(Segmentation mask data)
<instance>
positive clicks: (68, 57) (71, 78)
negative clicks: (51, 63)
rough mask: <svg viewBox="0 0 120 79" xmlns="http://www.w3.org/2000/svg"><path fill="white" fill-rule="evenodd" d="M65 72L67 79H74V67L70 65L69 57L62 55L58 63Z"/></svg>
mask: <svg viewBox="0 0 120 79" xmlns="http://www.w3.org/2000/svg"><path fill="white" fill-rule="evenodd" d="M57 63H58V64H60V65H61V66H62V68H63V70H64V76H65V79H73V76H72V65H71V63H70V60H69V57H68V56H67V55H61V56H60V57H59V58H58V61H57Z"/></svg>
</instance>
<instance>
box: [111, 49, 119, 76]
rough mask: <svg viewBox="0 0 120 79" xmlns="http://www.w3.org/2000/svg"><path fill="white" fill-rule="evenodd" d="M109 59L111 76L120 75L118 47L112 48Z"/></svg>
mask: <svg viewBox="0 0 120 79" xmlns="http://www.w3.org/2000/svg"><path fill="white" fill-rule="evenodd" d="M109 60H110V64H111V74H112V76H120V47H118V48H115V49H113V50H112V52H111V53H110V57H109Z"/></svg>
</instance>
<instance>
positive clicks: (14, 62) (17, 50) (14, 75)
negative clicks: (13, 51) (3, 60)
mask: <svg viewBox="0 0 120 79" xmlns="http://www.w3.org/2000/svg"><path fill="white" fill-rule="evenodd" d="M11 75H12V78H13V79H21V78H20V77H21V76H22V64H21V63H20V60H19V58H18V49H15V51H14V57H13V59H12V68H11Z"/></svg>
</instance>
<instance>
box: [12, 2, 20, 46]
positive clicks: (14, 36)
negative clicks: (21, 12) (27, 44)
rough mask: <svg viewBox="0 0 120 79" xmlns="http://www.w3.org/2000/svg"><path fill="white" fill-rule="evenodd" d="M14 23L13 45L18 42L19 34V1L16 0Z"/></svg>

-- What is being asked --
How many lines of the records contain the string "rule"? Case counts, so give only the number.

-- Task response --
6